[Coordinate labeling data]
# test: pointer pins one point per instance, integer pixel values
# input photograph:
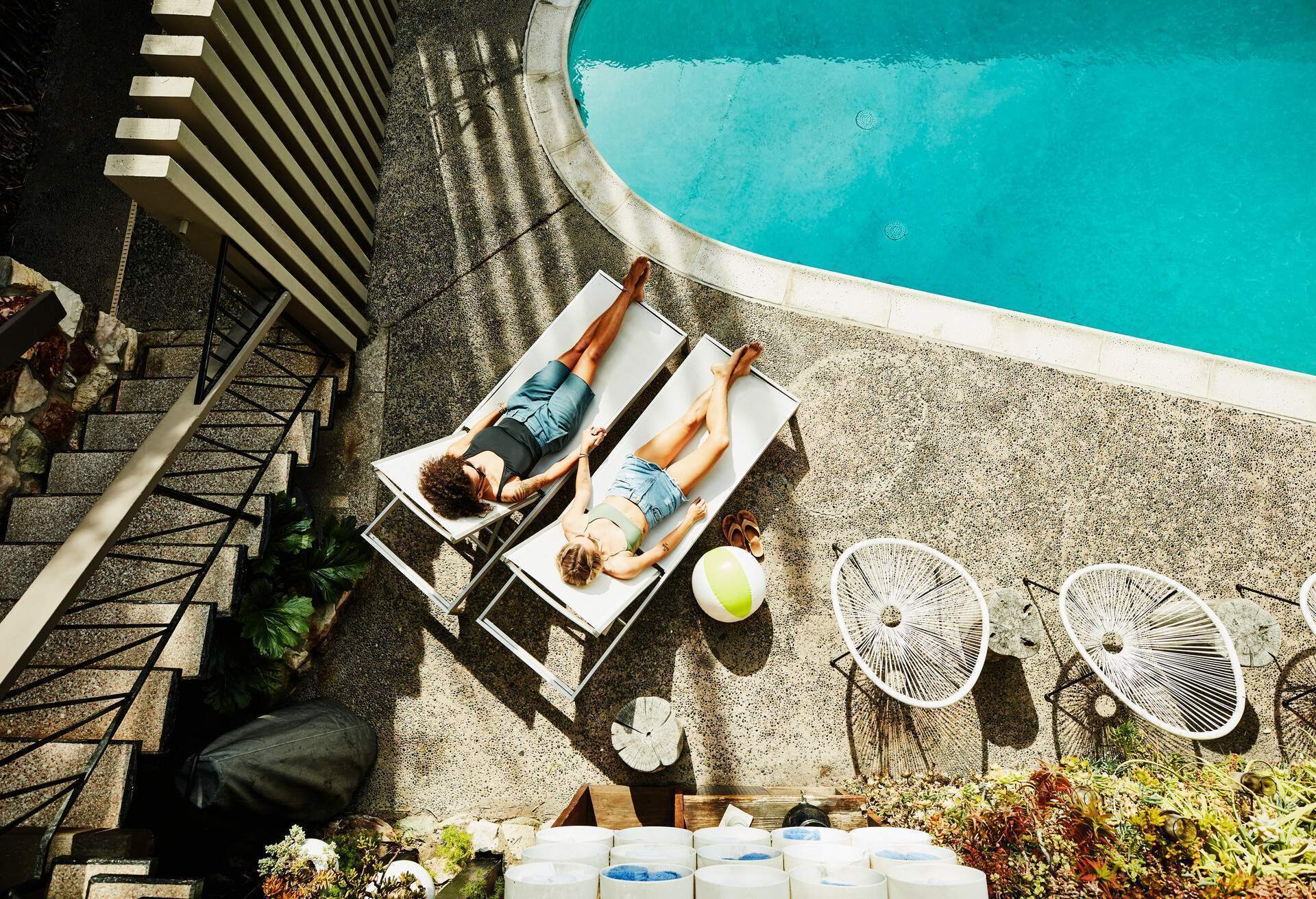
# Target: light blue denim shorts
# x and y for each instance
(648, 486)
(550, 404)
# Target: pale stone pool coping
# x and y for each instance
(857, 300)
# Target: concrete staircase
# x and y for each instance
(134, 594)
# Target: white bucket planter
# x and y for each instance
(582, 853)
(678, 836)
(741, 882)
(824, 853)
(624, 882)
(739, 853)
(886, 857)
(552, 881)
(712, 836)
(870, 837)
(828, 882)
(423, 886)
(652, 853)
(785, 836)
(934, 881)
(576, 833)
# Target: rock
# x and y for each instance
(362, 823)
(29, 393)
(128, 356)
(29, 452)
(111, 337)
(1016, 624)
(422, 824)
(1253, 631)
(73, 310)
(94, 386)
(485, 836)
(82, 357)
(21, 280)
(648, 735)
(10, 426)
(517, 835)
(10, 480)
(56, 421)
(48, 357)
(8, 381)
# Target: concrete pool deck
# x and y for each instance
(1015, 334)
(1012, 469)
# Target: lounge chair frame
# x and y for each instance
(635, 607)
(487, 541)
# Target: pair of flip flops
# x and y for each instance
(742, 532)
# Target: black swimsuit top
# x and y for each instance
(511, 441)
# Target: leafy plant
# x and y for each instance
(302, 570)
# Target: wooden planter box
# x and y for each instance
(618, 807)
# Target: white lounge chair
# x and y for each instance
(642, 347)
(759, 408)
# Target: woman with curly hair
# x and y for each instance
(493, 463)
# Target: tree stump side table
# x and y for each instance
(648, 735)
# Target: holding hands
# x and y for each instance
(592, 439)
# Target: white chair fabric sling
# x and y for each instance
(914, 619)
(1157, 647)
(759, 408)
(639, 353)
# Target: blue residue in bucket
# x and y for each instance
(639, 873)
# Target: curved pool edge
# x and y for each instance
(857, 300)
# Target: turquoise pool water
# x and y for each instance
(1141, 167)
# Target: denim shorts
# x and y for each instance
(550, 406)
(648, 486)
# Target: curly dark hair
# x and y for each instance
(445, 483)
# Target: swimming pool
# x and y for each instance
(1143, 169)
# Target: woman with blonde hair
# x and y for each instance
(650, 486)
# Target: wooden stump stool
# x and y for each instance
(1016, 624)
(1253, 630)
(646, 735)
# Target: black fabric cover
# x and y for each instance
(299, 763)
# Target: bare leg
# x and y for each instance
(690, 470)
(609, 323)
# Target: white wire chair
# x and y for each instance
(1157, 647)
(914, 620)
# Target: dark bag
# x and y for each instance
(299, 763)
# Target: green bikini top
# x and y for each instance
(629, 530)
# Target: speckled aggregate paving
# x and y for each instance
(1015, 470)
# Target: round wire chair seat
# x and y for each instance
(914, 620)
(1157, 647)
(1307, 602)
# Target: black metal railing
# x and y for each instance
(112, 709)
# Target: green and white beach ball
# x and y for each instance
(728, 583)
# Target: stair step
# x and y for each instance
(101, 802)
(147, 720)
(50, 517)
(278, 394)
(244, 431)
(211, 473)
(70, 877)
(20, 846)
(182, 361)
(20, 564)
(70, 644)
(116, 886)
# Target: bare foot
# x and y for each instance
(752, 352)
(637, 277)
(728, 367)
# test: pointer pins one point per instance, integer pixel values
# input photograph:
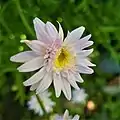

_Task brief_: Rewrite all the entries above, replacing every "Target" with "Label" and leaving everything else unchanged. Omit the pictures from the output.

_Reply to the task_:
# test: pointer pins one point per instance, integer pixel values
# input photograph:
# Label: light blue denim shorts
# x and y for each instance
(648, 486)
(550, 404)
# Label: pale stone pool coping
# x and y for each instance
(857, 300)
# Label: concrete staircase
# x and y for each instance
(134, 594)
# Label: white bucket planter
# x and y for each instance
(582, 853)
(678, 836)
(741, 882)
(824, 853)
(624, 882)
(739, 853)
(886, 857)
(552, 881)
(712, 836)
(870, 837)
(828, 882)
(423, 886)
(652, 853)
(785, 836)
(934, 881)
(576, 833)
# Label: rock
# x and y for each instance
(362, 823)
(29, 393)
(128, 356)
(29, 452)
(111, 337)
(1016, 624)
(422, 824)
(1253, 631)
(73, 310)
(94, 386)
(485, 836)
(82, 357)
(21, 280)
(648, 735)
(10, 426)
(517, 835)
(10, 480)
(56, 421)
(48, 357)
(8, 381)
# Label: concrete pool deck
# x and y for each instance
(1015, 334)
(1012, 469)
# Label: lounge chair frame
# x and y for each instance
(635, 607)
(487, 541)
# Label: pair of flip flops
# x and y for each instance
(742, 532)
# Label: black swimsuit top
# x and y for each instance
(511, 441)
# Label: leafy plant
# x and y for each instance
(302, 570)
# Label: wooden planter box
# x and y for each instance
(618, 807)
# Label: white lounge chair
# x and y for each instance
(642, 347)
(759, 408)
# Label: woman with curly hair
# x and y for each instance
(493, 463)
# Label: tree stump side table
# x and y for each instance
(648, 735)
# Label: holding hands
# x and y for each instance
(592, 439)
# Label: white chair fabric sling
# x and y for each instance
(914, 619)
(1157, 647)
(759, 408)
(639, 353)
# Label: blue residue in bucket
# x and y for each instance
(639, 873)
# Label: curved pool edge
# x and y for each instance
(857, 300)
# Label: turquoise pool water
# x and y for each instance
(1141, 167)
# Label: denim shorts
# x and y for each instance
(550, 406)
(648, 486)
# Label: curly dark hair
# x and y for each instance
(445, 483)
# Label: swimming pool
# x and y for each instance
(1143, 169)
# Label: woman with blonde hair
# x and y for each instance
(650, 486)
# Label: wooden stump stool
# x and y for each instance
(1016, 624)
(1253, 630)
(646, 735)
# Label: black fabric cover
# x and y for each instance
(299, 763)
# Label: bare leg
# x and y for each instance
(690, 470)
(609, 323)
# Label: white wire chair
# x and y for each instance
(1157, 647)
(914, 620)
# Label: dark bag
# x and y for each instance
(299, 763)
# Label: green bikini top
# x and y for each instance
(629, 530)
# Label: speckled aggregate paving
# x and y for each instance
(1015, 470)
# Label: round wire chair seat
# x and y for each instance
(914, 620)
(1157, 647)
(1307, 602)
# Label: black metal railing
# x and y for each instance
(112, 709)
# Label: green and white beach ball
# x and y for each instance
(728, 583)
# Label: stair step
# x and y for each instance
(101, 802)
(147, 720)
(50, 517)
(278, 394)
(244, 431)
(211, 473)
(70, 877)
(20, 846)
(182, 361)
(20, 564)
(70, 644)
(116, 886)
# Label: bare foot
# x and y for each instance
(752, 352)
(637, 277)
(728, 367)
# test: pointer pins one point per instance, integer pixel values
# input photograph:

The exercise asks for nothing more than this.